Segment Start: Selected passage

Too Much Milk Crowds Out Food

One of the most common and fixable reasons a 1-year-old won’t eat solid food is that they’re filling up on milk. The American Academy of Pediatrics recommends no more than 16 to 24 ounces of milk per day after the first birthday. Beyond that threshold, milk becomes a problem in two ways: it fills your child’s small stomach so they aren’t hungry at mealtimes, and it can lead to iron-deficiency anemia because cow’s milk, goat’s milk, and breast milk are all low in iron.

Iron deficiency is worth paying attention to here. It affects a staggering portion of young children worldwide and creates a vicious cycle: as the deficiency worsens, children eat less, become pale and tired, and lose interest in food even further. If your toddler drinks more than 24 ounces of milk daily and shows little interest in solids, cutting back on milk (especially before meals) is one of the most impactful changes you can make.

Illness and Hidden Infections

Common childhood illnesses suppress appetite more than many parents realize. Upper respiratory infections, diarrhea, and fevers reduce food intake by 15 to 20 percent on average. Ear infections are particularly sneaky at this age because they don’t always come with obvious symptoms beyond fussiness and food refusal. The pain from an ear infection can worsen with chewing and swallowing, making your child pull away from food without an obvious reason.

Segment End: Selected passage
Segment Start: Given records

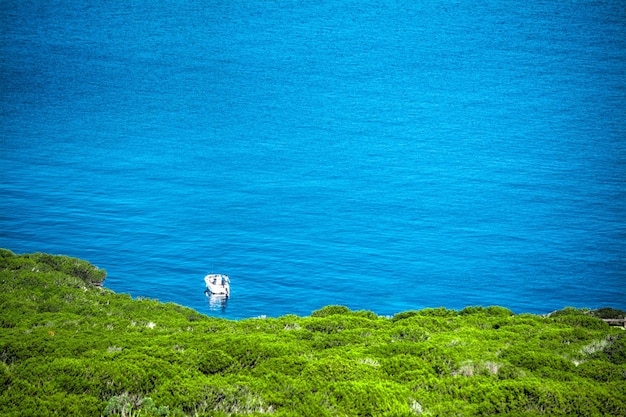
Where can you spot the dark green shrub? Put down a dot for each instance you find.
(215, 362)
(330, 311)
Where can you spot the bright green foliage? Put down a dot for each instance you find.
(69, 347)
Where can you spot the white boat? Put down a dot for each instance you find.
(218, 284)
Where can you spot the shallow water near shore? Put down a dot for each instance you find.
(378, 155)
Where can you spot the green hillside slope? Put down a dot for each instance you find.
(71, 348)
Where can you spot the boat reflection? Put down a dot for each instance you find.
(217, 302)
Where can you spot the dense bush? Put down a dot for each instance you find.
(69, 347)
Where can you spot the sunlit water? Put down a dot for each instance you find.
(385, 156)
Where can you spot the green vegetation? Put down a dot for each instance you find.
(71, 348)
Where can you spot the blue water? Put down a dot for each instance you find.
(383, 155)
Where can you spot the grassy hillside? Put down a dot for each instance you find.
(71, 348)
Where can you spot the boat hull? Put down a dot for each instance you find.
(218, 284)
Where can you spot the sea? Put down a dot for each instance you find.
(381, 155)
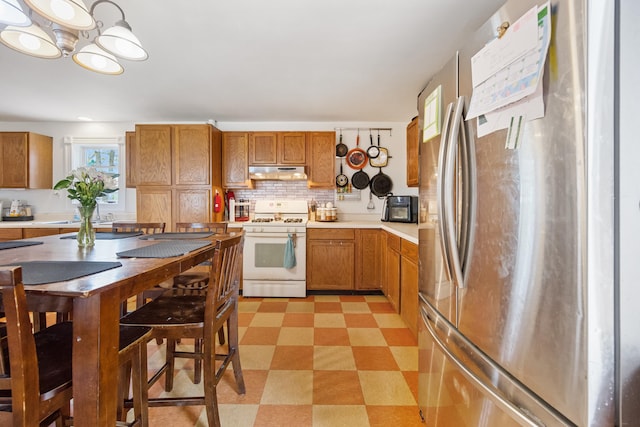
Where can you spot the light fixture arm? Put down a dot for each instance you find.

Segment End: Given records

### Problems to work on
**A)** From the passage on why toddlers refuse food, quote the text starting with "Illness and Hidden" and going on through "an obvious reason.".
**B)** Summarize the passage on why toddlers refuse food in three sentences.

### Solutions
**A)**
Illness and Hidden Infections

Common childhood illnesses suppress appetite more than many parents realize. Upper respiratory infections, diarrhea, and fevers reduce food intake by 15 to 20 percent on average. Ear infections are particularly sneaky at this age because they don’t always come with obvious symptoms beyond fussiness and food refusal. The pain from an ear infection can worsen with chewing and swallowing, making your child pull away from food without an obvious reason.

**B)** A common and fixable reason a 1-year-old won't eat solid food is drinking too much milk, and the American Academy of Pediatrics recommends no more than 16 to 24 ounces a day after the first birthday. Beyond that amount, milk fills a child's small stomach and can lead to iron-deficiency anemia, which makes children eat even less, so cutting back on milk, especially before meals, is one of the most impactful changes for a toddler drinking more than 24 ounces daily. Common illnesses such as upper respiratory infections, diarrhea, and fevers also suppress appetite, and ear infections can cause food refusal without obvious symptoms beyond fussiness.